** Begin Dataset extract **

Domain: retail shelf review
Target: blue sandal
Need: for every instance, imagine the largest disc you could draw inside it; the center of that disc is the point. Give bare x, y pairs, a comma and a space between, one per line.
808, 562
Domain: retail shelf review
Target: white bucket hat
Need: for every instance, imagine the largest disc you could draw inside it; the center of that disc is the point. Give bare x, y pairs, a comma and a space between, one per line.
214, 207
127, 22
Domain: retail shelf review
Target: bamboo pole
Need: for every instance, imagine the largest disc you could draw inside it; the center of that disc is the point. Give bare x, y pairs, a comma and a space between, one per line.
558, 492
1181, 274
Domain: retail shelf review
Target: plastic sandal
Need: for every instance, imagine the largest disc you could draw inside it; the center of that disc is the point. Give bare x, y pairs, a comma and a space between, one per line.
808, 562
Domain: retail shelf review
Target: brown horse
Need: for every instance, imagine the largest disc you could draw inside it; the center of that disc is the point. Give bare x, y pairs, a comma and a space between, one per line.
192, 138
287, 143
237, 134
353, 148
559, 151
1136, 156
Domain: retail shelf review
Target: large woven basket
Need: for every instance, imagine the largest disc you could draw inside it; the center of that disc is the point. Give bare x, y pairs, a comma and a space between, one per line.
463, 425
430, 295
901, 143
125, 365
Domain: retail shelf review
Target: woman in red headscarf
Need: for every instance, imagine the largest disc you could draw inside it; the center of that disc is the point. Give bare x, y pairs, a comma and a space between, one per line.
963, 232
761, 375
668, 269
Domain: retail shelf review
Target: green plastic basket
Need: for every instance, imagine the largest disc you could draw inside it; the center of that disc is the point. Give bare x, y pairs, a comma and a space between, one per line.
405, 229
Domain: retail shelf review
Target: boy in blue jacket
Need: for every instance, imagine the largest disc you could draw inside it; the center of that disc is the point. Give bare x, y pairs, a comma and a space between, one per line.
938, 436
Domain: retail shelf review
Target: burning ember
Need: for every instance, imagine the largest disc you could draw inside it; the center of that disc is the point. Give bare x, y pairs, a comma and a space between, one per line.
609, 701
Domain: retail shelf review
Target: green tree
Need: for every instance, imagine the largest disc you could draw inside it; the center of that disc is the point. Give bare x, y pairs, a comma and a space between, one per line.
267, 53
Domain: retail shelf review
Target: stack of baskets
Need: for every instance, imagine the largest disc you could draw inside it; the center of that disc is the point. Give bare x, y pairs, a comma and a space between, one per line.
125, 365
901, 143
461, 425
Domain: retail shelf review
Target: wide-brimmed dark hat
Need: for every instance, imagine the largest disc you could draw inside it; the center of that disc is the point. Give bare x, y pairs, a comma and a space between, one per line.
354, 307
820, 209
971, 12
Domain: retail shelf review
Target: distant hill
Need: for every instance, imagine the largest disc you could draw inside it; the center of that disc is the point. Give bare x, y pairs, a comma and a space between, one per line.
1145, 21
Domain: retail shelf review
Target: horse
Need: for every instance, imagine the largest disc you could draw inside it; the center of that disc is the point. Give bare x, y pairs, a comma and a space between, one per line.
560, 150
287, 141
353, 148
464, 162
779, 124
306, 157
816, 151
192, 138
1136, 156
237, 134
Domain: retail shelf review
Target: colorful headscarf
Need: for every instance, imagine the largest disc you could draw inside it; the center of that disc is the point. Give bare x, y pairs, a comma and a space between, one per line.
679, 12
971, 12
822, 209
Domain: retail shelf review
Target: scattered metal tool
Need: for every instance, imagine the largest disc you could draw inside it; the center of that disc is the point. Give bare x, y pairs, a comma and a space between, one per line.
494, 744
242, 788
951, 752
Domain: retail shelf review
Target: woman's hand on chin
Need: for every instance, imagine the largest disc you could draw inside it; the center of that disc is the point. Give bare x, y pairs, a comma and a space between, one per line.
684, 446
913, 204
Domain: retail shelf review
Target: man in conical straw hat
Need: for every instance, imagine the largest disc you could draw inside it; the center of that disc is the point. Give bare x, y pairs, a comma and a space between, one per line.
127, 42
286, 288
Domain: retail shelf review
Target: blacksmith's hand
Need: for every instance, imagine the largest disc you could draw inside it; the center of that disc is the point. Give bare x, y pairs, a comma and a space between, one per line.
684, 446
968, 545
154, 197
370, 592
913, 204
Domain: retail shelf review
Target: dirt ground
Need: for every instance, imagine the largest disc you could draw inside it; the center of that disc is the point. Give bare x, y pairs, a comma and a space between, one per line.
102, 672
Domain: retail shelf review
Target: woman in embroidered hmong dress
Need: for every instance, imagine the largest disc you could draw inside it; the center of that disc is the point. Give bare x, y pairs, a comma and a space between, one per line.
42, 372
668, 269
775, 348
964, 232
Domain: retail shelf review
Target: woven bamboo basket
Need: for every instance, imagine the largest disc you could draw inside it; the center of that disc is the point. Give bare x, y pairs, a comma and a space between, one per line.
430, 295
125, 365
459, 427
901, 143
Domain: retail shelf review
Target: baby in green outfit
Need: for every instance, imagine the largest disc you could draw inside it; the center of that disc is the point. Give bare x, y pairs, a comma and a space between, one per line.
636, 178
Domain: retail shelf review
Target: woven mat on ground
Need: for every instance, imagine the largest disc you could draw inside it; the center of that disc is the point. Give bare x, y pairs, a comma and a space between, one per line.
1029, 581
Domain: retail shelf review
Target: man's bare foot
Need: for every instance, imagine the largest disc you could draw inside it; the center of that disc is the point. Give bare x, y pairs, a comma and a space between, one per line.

** End Dataset extract **

Stated goal:
Exactly reproduce every record.

Response to this task:
Domain: retail shelf review
Target: blue sandal
Need: for every instance, imagine the largest disc you could draw inside it; the center of that disc is the point. Give bare x, y pairs, a comma and a space between, one per line.
808, 562
Domain: retail shelf review
Target: white bucket hat
Need: for every instance, imagine the largest disc you could draw inside it; the center of that disc is the point. Give bare x, y pairs, a comma and a space between, one per line.
214, 207
127, 22
Domain: retail shelf review
Target: bamboo pole
Need: for every instance, imagine the largest disc you could draw inside it; the center of that disc is the point. Give bare x, y pairs, a comma and a space between, one per line.
558, 492
1181, 274
Domain: retail shelf review
Target: plastic sandal
Need: for every instance, imagine the largest disc you could draw inside it; the center of that disc is the point. Give bare x, y pairs, a comma and a space between, one per line.
808, 562
Domain: retail shelf review
Target: brown horse
Need: for every instance, imagine the largest disc you could draw inside it; the center of that disc is the point. Give bare x, y pairs, a comma and a space between, one per line.
192, 138
287, 143
237, 134
353, 148
559, 151
1136, 156
Domain: retail shelf review
Target: large woven basket
Need: for every instance, imagine the largest disc you could draw inside it; the center of that disc is the point. Give bare x, y pairs, a comma and a space between, one per line.
463, 425
430, 295
901, 143
125, 365
Domain: retail shelf review
Target: woman in red headscarf
Need: for every instance, imagine the largest disc you could draw inside it; the center of that disc is the point. Give bare x, y pairs, a comma and a space between, one per line.
963, 232
761, 375
668, 269
Domain: retail shelf review
Target: green plastic basket
Need: for every instance, imagine the largest disc you could draw inside it; the center of that disc is the point. Give bare x, y pairs, a comma and a space between, one per line.
405, 229
Domain: retail shelf review
Target: boy in blue jacket
Need: for every instance, imagine the largest disc you could draw inside it; the center of that disc is the point. Give bare x, y pairs, a comma and a space between, one per line.
938, 436
Domain: retail shelf review
Target: burning ember
Need: for every instance, imagine the largest disc you could draw inside it; the center of that disc is the point. Give bare x, y pairs, a comma and a space between, one per line.
609, 701
Domain: retail shelf review
Target: green tree
Need: for every instance, imagine the largest disc you could draw inside it; the center of that disc is the point. Give bare x, y pairs, a comma and a space between, one per line.
267, 53
Domain: retail shelf review
Target: stack of baskets
Need: for every instance, imagine the largest disc you could draw inside it; the center of that disc is the point. Give bare x, y pairs, a comma and a space between, one per line.
125, 365
901, 143
461, 425
Domain: retail shelf review
Target: wide-brimmed dark hat
Need: for every instance, imagine the largest disc you could draw inside it; the center of that disc is the point. Give bare x, y pairs, a comma and a space between, one per line.
354, 307
820, 209
971, 12
Domain: retail shelf review
Target: distant hill
Need: for every instance, imagine the largest disc you could draw inside it; the center of that disc is the point. Give bare x, y pairs, a comma and a space between, one per line.
1145, 21
Domain: retail shelf review
Target: horse
Need: for every instance, imagine the largest disc you could draw inside it; the center of that disc is the point. Give bare x, y pairs, a comma and a space between, one per line.
560, 150
287, 141
353, 148
464, 162
779, 124
306, 157
816, 151
192, 138
1136, 156
237, 134
Domain: retail shelf review
Target: colorful headscarf
Need: for every instance, imagine the largest disc you could draw inside it; the center of that disc is the point. Give bare x, y pairs, a comma and a space between, one per line.
679, 12
971, 12
822, 209
Domain: retail shelf review
Target: scattered metal tool
Need: for every instance, imagine the largest disc you could draw inside it; the center of that disc is the point. Give bare x, y pairs, a comma and a space between, one per line.
494, 744
242, 788
951, 752
Domain: retail shelf review
Target: woman's hand on chin
Need: for every instance, imagine the largest disc you could draw inside it; the center of that disc is the point. Give bare x, y pairs, a comma and a space between, one per line.
684, 446
913, 204
Domain: retail shelf review
Target: man in conical straw hat
Need: for every instance, imagine the largest disc you could draw inside it; the center of that disc is the point. Give bare x, y pairs, a comma and a space between, one per line.
127, 42
286, 288
Domain: retail shelf review
Target: blacksmith's hand
Need: for every instance, imagine the largest disc you could draw inside it; the center of that disc is the point. Give bare x, y pairs, a comma and a space between, one per line.
684, 446
968, 545
154, 197
370, 592
913, 204
Domain: retail shelf review
Target: dirt ground
Need: for every instance, imagine the largest disc you could draw inside it; the center of that disc is the point. Give bare x, y pairs, a comma and a space between, one per line.
102, 672
Domain: retail shelf review
Target: woman in embroidered hmong dress
Need: for every instance, imagine the largest disc you could draw inside it; the center of that disc is the point. Give bare x, y pairs, a comma and a space between, one per line.
42, 372
668, 269
775, 348
964, 232
Domain: retail shelf review
Target: woven bamboo basket
Need: for every instance, imagine the largest disc you could draw inside it; the center of that disc is the point. Give bare x, y pairs, a comma and a space between, one per line.
430, 295
125, 365
459, 427
901, 143
Domain: retail shelf review
Target: baby in green outfit
Need: for every instance, imagine the largest disc you could draw inside it; the center of that disc is the point. Give bare x, y pairs, a comma and a space between, one per line.
636, 178
Domain: retail shelf review
Target: woven mat on ground
Need: for every instance, imagine the largest disc you could draw inside it; the center of that disc is the point. Give bare x, y pairs, a comma and a space between, one per line.
1029, 581
Domain: retail shelf review
Target: man's bare foot
Need: for every instance, imagine the largest disc you could draw inside it; the center of that disc is the point. Give bare x, y pairs, a comma and a space between, one per line.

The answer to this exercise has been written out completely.